吉本興業が、今年6月に文藝春秋オンラインサービス『文春オンライン』で報じられた”霜降り明星・せいやのZoom事件”に関して、プライバシー侵害と名誉毀損(きそん)に当たるとし東京地裁に提訴したことを公式ホームページで発表しました。
当時、霜降り明星・せいやさんがWeb会議システム「Zoom」で女性と会話しながら下半身を露出し、自慰行為を見せたなどと文春に報じられたことは非常に話題となりました。
芸能人のスキャンダルとしても個人の尊厳を非常に傷つける、リベンジポルノともとれる極めて悪質な記事だっただけに「到底看過できない極めて悪質なもの」とする吉本興業サイドの提訴も納得がいきます。
いったいいくらの損害賠償請求の金額となるのでしょうか?
過去の芸能人、著名人の名誉棄損に関する訴訟事例もまとめていますので、興味のある方はぜひ最後までお付き合いください。
追記(2020/10/22)
吉本興業、霜降り明星・せいやさんの提訴に対して、文春オンラインも自身のホームページ上で”Zoom事件”記事の公開を終了した理由などに関してコメントしましたので、最新情報を下記の記事に追記アップデートしました。
霜降り明星せいやと吉本興業が文芸春秋を名誉毀損で提訴
吉本興業は10月21日、今年6月に文藝春秋オンラインサービス『文春オンライン』で報じられた”霜降り明星・せいやのZoom事件”に関して、プライバシー侵害と名誉毀損(きそん)に当たるとし東京地裁に提訴したことを公式ホームページで発表しました。

Ⓒ吉本興業株式会社
吉本興業からは
プライバシー侵害を理由として本件記事の削除を求める仮処分命令を東京地方裁判所に申し立てておりました
と既に、プライバシー侵害を理由として記事の削除を求める仮処分申請を東京地裁に申し立てていることを明かし、そして文芸春秋が、
10月18日、裁判所の決定を待たずに、本件記事は削除されるに至りました
と当該記事を削除したことで仮処分申立ても取り下げたことも発表しています。

指示 1 » 記録のうち、「Outline every instance of the black cap.」を含む行から記録の最終行までを、両端の行も含めて一字一句変えずに書き写すこと。
上の文章と次の記録は、それぞれ独立した別の資料である。

抽出データ »

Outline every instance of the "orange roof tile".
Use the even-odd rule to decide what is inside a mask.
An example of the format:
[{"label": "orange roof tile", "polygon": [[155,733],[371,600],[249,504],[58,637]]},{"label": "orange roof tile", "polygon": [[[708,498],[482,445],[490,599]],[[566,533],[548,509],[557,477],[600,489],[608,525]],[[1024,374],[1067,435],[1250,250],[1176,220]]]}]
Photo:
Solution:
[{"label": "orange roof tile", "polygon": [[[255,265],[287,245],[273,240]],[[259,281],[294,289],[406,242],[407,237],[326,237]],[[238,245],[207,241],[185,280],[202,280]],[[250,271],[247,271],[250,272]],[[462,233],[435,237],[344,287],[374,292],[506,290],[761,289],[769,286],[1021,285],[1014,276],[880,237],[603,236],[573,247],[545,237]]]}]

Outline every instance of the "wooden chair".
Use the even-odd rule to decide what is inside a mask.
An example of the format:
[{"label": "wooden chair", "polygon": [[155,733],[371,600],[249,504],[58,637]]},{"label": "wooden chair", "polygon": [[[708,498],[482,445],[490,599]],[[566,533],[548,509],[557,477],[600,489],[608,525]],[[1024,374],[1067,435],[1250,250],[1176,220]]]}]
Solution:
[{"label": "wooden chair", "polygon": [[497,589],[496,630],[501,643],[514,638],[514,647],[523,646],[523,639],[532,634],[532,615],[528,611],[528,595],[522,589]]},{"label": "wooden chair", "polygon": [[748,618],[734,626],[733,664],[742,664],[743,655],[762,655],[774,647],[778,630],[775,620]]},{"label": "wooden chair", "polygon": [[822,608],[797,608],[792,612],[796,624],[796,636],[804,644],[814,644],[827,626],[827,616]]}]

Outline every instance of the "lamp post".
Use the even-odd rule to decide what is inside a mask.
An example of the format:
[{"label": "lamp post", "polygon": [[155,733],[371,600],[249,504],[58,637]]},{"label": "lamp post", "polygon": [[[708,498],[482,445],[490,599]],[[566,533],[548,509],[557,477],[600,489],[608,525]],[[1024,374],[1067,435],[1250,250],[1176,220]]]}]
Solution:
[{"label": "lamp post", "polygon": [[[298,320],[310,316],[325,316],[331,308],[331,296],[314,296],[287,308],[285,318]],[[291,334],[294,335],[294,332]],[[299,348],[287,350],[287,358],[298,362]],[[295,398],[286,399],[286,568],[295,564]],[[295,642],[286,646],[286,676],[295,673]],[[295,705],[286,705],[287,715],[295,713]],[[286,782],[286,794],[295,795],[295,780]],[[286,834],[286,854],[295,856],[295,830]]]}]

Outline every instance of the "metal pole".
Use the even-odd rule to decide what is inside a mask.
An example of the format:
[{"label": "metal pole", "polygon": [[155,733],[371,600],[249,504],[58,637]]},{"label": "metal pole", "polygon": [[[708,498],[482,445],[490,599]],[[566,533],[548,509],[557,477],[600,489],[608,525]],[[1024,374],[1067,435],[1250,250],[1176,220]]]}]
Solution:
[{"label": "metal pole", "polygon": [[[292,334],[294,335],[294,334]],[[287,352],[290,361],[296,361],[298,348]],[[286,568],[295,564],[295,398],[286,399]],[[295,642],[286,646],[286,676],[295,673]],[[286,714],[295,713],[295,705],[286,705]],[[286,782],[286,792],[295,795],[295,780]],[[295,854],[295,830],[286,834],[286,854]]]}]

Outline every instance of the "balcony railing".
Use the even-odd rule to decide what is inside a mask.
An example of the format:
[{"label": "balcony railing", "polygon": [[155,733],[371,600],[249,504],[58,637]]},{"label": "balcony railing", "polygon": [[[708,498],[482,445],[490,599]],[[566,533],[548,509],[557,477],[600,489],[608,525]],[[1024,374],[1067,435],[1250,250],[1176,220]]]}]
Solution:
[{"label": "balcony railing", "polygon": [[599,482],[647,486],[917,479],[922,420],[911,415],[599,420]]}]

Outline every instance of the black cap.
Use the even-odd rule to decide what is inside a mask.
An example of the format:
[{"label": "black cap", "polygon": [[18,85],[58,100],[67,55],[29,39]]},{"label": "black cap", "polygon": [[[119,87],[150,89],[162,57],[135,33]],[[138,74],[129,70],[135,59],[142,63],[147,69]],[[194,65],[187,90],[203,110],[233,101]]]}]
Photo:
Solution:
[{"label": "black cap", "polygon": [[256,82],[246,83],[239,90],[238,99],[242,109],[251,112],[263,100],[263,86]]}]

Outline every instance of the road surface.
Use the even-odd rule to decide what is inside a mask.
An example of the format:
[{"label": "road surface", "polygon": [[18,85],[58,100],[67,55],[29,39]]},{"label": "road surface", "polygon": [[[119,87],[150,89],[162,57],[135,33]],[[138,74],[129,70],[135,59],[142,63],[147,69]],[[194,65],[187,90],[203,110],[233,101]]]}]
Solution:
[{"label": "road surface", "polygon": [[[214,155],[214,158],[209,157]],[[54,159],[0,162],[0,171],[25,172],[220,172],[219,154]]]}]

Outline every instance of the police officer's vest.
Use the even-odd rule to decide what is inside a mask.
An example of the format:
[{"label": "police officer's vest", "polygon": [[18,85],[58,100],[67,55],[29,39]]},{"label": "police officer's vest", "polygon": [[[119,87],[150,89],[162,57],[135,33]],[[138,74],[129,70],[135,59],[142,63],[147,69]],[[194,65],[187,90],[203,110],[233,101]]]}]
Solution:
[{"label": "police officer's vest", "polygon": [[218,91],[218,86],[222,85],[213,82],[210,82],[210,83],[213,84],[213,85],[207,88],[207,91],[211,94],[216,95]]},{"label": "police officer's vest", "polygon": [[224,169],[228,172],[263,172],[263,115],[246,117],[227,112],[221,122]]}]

指示 2 » 吉本興業が文藝春秋を提訴したことを伝える文章を、最後の文の次から書き継ぐこと。

最終結果 1 »
Outline every instance of the black cap.
Use the even-odd rule to decide what is inside a mask.
An example of the format:
[{"label": "black cap", "polygon": [[18,85],[58,100],[67,55],[29,39]]},{"label": "black cap", "polygon": [[[119,87],[150,89],[162,57],[135,33]],[[138,74],[129,70],[135,59],[142,63],[147,69]],[[194,65],[187,90],[203,110],[233,101]]]}]
Photo:
Solution:
[{"label": "black cap", "polygon": [[256,82],[246,83],[239,90],[238,99],[242,109],[251,112],[263,100],[263,86]]}]

Outline every instance of the road surface.
Use the even-odd rule to decide what is inside a mask.
An example of the format:
[{"label": "road surface", "polygon": [[18,85],[58,100],[67,55],[29,39]]},{"label": "road surface", "polygon": [[[119,87],[150,89],[162,57],[135,33]],[[138,74],[129,70],[135,59],[142,63],[147,69]],[[194,65],[187,90],[203,110],[233,101]]]}]
Solution:
[{"label": "road surface", "polygon": [[[214,155],[214,158],[209,157]],[[54,159],[0,162],[0,171],[25,172],[220,172],[219,154]]]}]

Outline every instance of the police officer's vest.
Use the even-odd rule to decide what is inside a mask.
An example of the format:
[{"label": "police officer's vest", "polygon": [[18,85],[58,100],[67,55],[29,39]]},{"label": "police officer's vest", "polygon": [[[119,87],[150,89],[162,57],[135,33]],[[138,74],[129,70],[135,59],[142,63],[147,69]],[[194,65],[187,90],[203,110],[233,101]]]}]
Solution:
[{"label": "police officer's vest", "polygon": [[218,91],[218,86],[222,85],[213,82],[210,82],[210,83],[213,84],[213,85],[207,88],[207,91],[211,94],[216,95]]},{"label": "police officer's vest", "polygon": [[224,169],[228,172],[263,172],[263,115],[246,117],[227,112],[221,122]]}]

最終結果 2 »
文春オンラインから削除された問題の記事、スクリーンショット

Ⓒ文春オンライン
該当記事は既に削除されていました
しかし吉本興業の怒りはこれでは収まりません!吉本興業は、
当社及び本件タレントとしては、本件記事は削除されたとはいえ、その内容は到底看過できない極めて悪質なものであり、本件タレントのプライバシー及び名誉を著しく毀損するものである
としたうえで、
東京地方裁判所に対して損害賠償請求等を求める訴訟を提起いたしました。
と裁判で争う決断をしました。
文春オンラインの見解(2020/10/22追記)
文春オンライン編集部も10月22日、自身のホームページ上で、
訴状が届き次第精査しますが、記事には十分自信を持っています。本件記事は吉本興業の求めや仮処分を受けて取り下げたのではなく、弊社の内規に従って予定通り公開を終了したものです。
引用元 文春オンライン
とコメントを発表、決して吉本興業の仮処分命令に屈したものではないとして徹底的に争う姿勢を見せています。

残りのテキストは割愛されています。